## Source text
↓↓↓

Reply to doubt concerning stopping rules
posted Sep 11, 2012, 2:02 PM by Jack Siegrist
I don't see why the probability calculations given in the example can only be applied to each respective possible stopping rule. It seems to me that each of those probability calculations could be useful for both of the stopping rules, and neither one should be favored for inference for a given stopping rule. Following is an example doing the simulation equivalents with r-code:
Imagine the data were (0 is failure, 1 is success):
0 0 0 0 0 0 0 0 1 0 1 1,
for 12 total experiments.
myData <- c(0,0,0,0,0,0,0,0,1,0,1,1)
(n <- length(myData))
nReps <- 1000
In the example in the previous post, the first probability calculation would be consistent with the following simulation:
# TEST 1
results1 <- matrix(rep(NA, nReps * n), ncol = n)
for(i in 1:nReps){results1[i, ] <- rbinom(n = n, size = 1, prob = .5)}
(test1 <- sum(apply(X = results1, MARGIN = 1, FUN = sum) <= 3) / nReps)
The second probability calculation would be consistent with the next simulation:
# TEST 2
results2 <- rep(NA, times = nReps)
for(i in 1:nReps){
firstDraws <- rbinom(n = 3, size = 1, prob = .5)

↑↑↑

## Short exercise 1
Quote the reply on stopping rules, beginning at the words "(n <- length(myData))" and stopping after the words "3, size = 1, prob = .5)".

## Dataset extract

↓↓↓

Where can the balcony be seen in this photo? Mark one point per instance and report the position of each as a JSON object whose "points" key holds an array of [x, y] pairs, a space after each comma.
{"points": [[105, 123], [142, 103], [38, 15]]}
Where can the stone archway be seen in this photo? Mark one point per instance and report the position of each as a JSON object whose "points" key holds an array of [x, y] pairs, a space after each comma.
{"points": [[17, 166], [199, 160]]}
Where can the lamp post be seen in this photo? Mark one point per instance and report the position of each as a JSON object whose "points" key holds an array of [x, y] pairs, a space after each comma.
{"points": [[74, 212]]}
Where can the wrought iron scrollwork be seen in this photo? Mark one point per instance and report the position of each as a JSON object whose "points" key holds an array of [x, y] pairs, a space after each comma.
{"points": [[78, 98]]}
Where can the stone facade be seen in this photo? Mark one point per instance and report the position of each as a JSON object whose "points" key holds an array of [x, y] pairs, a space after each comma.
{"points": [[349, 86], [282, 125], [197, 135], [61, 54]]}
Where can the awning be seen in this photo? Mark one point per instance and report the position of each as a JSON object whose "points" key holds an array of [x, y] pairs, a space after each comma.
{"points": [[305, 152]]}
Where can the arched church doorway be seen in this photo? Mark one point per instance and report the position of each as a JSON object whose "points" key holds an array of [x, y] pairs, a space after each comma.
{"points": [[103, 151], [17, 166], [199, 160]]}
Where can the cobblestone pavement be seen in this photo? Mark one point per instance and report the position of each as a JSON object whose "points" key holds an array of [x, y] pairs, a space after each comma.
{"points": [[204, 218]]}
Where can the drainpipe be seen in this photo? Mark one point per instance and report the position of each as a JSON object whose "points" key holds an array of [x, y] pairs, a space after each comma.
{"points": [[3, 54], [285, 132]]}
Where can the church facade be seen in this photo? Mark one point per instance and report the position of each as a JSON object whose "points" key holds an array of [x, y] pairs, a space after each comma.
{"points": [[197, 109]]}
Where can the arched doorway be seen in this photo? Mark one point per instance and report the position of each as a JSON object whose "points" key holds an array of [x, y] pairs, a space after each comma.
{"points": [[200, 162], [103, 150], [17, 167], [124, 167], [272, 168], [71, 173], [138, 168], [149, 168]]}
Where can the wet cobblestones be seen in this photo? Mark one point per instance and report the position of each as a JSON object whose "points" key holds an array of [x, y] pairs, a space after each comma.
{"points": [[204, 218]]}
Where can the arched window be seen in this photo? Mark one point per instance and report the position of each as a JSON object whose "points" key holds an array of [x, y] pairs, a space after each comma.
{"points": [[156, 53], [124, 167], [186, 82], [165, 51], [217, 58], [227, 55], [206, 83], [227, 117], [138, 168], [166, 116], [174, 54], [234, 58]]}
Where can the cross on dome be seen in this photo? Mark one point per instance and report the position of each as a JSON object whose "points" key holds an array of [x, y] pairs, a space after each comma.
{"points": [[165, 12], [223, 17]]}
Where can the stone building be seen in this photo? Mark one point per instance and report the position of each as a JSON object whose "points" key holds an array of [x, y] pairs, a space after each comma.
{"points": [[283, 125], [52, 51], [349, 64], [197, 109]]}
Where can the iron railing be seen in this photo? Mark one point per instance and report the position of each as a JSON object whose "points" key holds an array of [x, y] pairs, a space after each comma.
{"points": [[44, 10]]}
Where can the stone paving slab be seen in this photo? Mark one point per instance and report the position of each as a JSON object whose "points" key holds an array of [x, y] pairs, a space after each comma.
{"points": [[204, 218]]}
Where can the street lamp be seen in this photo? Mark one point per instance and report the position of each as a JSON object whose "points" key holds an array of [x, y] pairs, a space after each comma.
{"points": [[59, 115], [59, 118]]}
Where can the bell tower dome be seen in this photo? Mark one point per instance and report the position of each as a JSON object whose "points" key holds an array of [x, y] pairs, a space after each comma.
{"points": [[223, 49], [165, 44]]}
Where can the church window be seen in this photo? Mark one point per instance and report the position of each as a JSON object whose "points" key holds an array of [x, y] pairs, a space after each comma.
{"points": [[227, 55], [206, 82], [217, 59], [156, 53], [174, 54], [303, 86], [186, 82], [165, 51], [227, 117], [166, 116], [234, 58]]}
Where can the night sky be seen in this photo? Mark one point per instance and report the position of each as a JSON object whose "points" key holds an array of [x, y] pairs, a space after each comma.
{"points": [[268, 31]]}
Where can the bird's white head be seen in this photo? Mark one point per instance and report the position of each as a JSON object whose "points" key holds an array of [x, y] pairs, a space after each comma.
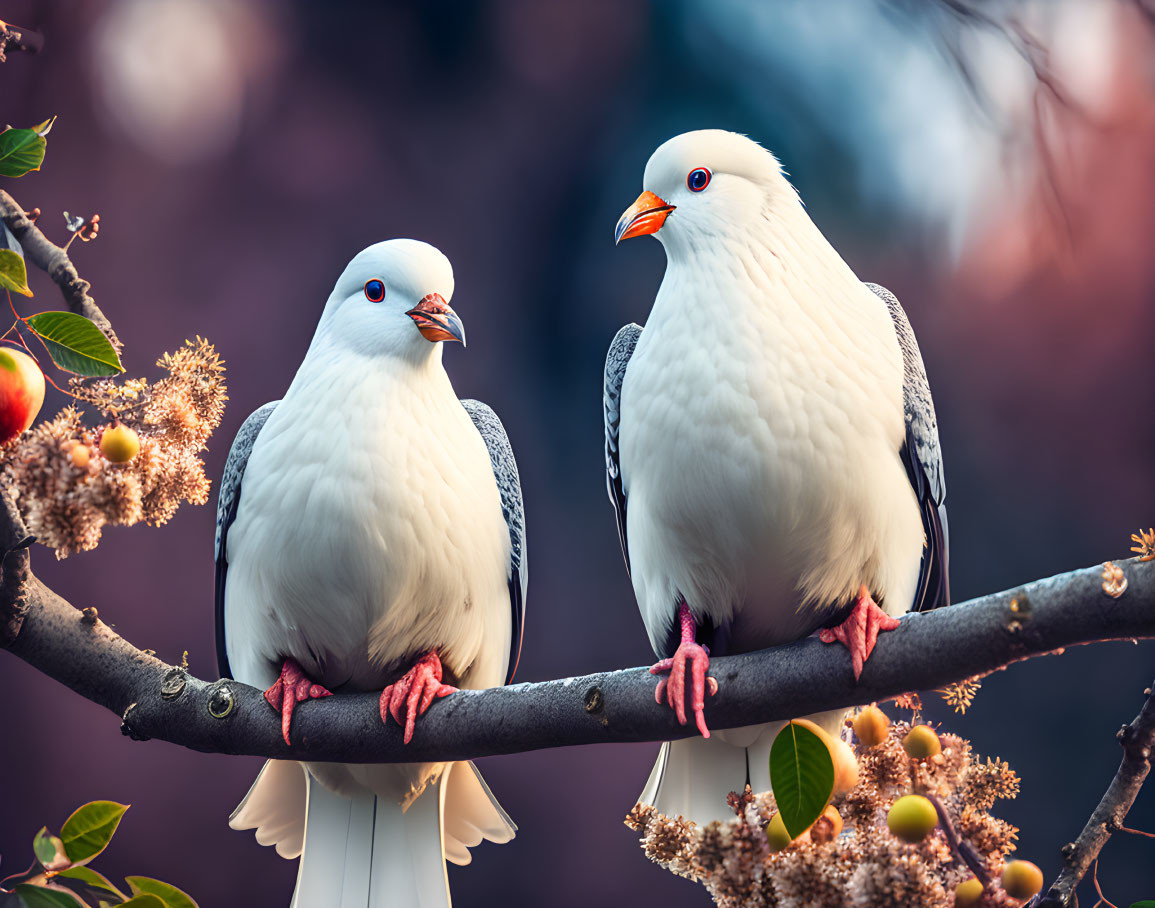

↑↑↑

## Short exercise 2
Begin at the line of the listing that contains "Where can the night" and stop after the end of the listing. Give those lines again with their requests, multiplying every point coordinate in the answers by 1.85 and rounding to whole numbers, with halves rounded up. Give only these lines, and leave the pictures out of your answer.

## Written solution 1
(n <- length(myData))
nReps <- 1000
In the example in the previous post, the first probability calculation would be consistent with the following simulation:
# TEST 1
results1 <- matrix(rep(NA, nReps * n), ncol = n)
for(i in 1:nReps){results1[i, ] <- rbinom(n = n, size = 1, prob = .5)}
(test1 <- sum(apply(X = results1, MARGIN = 1, FUN = sum) <= 3) / nReps)
The second probability calculation would be consistent with the next simulation:
# TEST 2
results2 <- rep(NA, times = nReps)
for(i in 1:nReps){
firstDraws <- rbinom(n = 3, size = 1, prob = .5)

## Written solution 2
Where can the night sky be seen in this photo? Mark one point per instance and report the position of each as a JSON object whose "points" key holds an array of [x, y] pairs, a space after each comma.
{"points": [[496, 57]]}
Where can the bird's white head be seen in this photo? Mark one point per instance and report the position of each as a JSON object whose "points" key holds an array of [x, y] pairs, a space after each comma.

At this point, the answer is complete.